### TASK GOAL
Copy the records below word for word, from the line with "Objective — drop a marker on each instance of the dry" up to and including the line with "[[410, 546]]".

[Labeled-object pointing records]
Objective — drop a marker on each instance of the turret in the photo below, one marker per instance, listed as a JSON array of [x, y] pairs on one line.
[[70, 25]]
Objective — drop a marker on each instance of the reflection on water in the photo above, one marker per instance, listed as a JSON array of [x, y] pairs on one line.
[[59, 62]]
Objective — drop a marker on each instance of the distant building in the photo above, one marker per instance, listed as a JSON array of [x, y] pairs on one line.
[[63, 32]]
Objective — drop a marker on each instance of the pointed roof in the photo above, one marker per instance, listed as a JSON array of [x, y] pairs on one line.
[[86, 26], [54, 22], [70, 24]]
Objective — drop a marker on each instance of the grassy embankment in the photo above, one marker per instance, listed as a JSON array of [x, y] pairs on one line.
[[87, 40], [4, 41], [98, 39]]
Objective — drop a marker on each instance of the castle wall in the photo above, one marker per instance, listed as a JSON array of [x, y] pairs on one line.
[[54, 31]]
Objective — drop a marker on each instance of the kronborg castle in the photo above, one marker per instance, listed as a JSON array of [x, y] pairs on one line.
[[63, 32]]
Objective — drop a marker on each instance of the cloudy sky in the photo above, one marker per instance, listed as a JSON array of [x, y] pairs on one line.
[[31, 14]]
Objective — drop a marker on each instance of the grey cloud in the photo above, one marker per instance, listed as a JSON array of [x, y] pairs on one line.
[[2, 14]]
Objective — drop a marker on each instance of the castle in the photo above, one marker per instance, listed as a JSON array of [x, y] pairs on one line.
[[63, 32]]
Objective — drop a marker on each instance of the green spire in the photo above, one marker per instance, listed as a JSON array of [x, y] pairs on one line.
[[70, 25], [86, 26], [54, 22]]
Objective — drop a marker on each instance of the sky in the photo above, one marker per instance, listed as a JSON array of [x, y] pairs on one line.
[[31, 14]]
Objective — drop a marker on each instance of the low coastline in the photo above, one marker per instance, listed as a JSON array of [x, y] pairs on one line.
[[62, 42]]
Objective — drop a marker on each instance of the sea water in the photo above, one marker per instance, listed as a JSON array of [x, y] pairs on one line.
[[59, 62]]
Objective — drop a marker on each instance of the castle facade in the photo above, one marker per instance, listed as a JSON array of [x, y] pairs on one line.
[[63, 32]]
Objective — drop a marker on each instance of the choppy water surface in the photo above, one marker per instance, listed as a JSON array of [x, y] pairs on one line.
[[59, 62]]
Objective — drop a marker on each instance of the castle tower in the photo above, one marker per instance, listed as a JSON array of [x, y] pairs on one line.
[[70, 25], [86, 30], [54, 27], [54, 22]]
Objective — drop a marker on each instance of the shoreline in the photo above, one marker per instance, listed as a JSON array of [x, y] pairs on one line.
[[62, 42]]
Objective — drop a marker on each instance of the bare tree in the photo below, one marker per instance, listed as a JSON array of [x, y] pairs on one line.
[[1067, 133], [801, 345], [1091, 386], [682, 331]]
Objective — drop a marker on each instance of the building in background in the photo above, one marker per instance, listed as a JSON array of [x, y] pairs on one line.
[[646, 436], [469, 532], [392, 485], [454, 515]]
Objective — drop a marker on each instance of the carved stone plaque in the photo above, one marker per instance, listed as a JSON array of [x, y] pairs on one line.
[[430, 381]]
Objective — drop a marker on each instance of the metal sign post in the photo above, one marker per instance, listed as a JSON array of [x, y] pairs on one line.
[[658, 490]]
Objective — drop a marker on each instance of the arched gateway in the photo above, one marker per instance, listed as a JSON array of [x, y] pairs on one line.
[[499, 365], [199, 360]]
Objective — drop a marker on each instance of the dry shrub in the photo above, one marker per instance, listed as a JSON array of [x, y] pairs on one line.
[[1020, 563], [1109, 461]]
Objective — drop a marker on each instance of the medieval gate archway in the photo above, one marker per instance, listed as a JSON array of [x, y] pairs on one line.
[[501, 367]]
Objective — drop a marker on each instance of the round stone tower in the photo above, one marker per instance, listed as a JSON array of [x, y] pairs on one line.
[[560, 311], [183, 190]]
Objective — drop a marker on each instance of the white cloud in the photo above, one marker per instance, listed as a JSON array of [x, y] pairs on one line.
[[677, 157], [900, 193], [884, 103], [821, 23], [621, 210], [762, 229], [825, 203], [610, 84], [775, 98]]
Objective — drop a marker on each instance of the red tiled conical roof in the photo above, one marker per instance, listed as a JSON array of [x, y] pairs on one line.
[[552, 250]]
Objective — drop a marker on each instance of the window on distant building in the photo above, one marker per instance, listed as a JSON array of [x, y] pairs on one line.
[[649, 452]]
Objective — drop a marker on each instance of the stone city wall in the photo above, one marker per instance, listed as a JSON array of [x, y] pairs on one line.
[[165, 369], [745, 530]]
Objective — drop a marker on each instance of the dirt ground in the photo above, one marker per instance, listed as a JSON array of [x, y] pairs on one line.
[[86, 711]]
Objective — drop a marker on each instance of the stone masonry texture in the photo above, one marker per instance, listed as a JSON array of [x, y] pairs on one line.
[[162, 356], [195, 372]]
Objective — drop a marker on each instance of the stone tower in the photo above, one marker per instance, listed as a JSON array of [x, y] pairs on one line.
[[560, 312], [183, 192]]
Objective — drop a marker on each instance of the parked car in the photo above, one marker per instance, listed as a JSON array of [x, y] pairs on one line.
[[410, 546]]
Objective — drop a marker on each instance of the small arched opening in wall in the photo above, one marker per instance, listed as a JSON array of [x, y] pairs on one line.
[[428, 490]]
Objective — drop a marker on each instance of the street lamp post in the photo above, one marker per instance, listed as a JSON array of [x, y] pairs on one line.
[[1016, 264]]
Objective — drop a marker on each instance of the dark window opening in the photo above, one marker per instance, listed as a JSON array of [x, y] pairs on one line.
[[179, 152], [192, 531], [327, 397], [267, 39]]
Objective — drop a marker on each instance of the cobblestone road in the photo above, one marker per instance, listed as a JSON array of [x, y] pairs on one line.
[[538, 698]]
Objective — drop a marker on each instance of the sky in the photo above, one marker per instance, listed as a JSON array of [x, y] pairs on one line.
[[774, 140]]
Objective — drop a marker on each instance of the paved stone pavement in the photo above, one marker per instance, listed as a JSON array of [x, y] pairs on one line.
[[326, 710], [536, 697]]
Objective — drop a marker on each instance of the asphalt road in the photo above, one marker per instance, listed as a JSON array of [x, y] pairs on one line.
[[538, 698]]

### WRITTEN SOLUTION
Objective — drop a marker on each instance of the dry shrub in the photo above, one marker per instance, listed as a JSON array of [x, y] pairs on one line.
[[1020, 563], [1109, 461]]
Objective — drop a marker on each instance of the medieval gate archway in the photo above, one marker per instance, listed as a JSON array of [x, y] pairs on one line.
[[501, 367]]
Objective — drop a marker on each instance of the round stone tower in the photo above, one marker per instance, listed as a JSON array of [x, y] pairs on one line.
[[560, 311], [183, 190]]
Objective — drop a marker on each instance of the white cloud in the photo above, one marker per instance, listed as a JSON array of [x, y] pairs on one line.
[[677, 157], [900, 193], [884, 103], [821, 23], [621, 210], [762, 229], [825, 203], [610, 84], [775, 98]]
Objective — drop a marker on each instance of the red tiled conical roof in the photo above, one marker per instance, listed as a JSON array of [x, y] pairs on one line.
[[552, 250]]
Objective — drop a marker on each instance of the window on distant building in the photo above, one marker per instance, listed as a JSON array of [x, y] pairs on one line.
[[649, 452]]
Objective — drop a marker on each instance of the stone city wall in the photo above, one marker per instance, listed as a JSON array of [x, y] pairs on one line.
[[165, 369], [745, 530]]
Objective — drop a marker on each instance of the dirt ground in the photo above, one marker per instance, listed as a JSON array of [x, y] pairs on one line.
[[86, 711]]
Objective — drop a marker on each instance of the stone masonry texture in the photo above, one marker per instance, listed as a JSON array of [x, y] pairs on one line.
[[162, 356], [195, 372]]
Objective — drop a marker on each instance of the stone tower in the photo above, one marker per instance, listed as a JSON array of [x, y] pairs on one line.
[[560, 312], [183, 192]]
Objective — drop a marker on each instance of the parked car in the photo above, one marker per instance, listed as a JSON array of [x, y] pairs on one line.
[[410, 546]]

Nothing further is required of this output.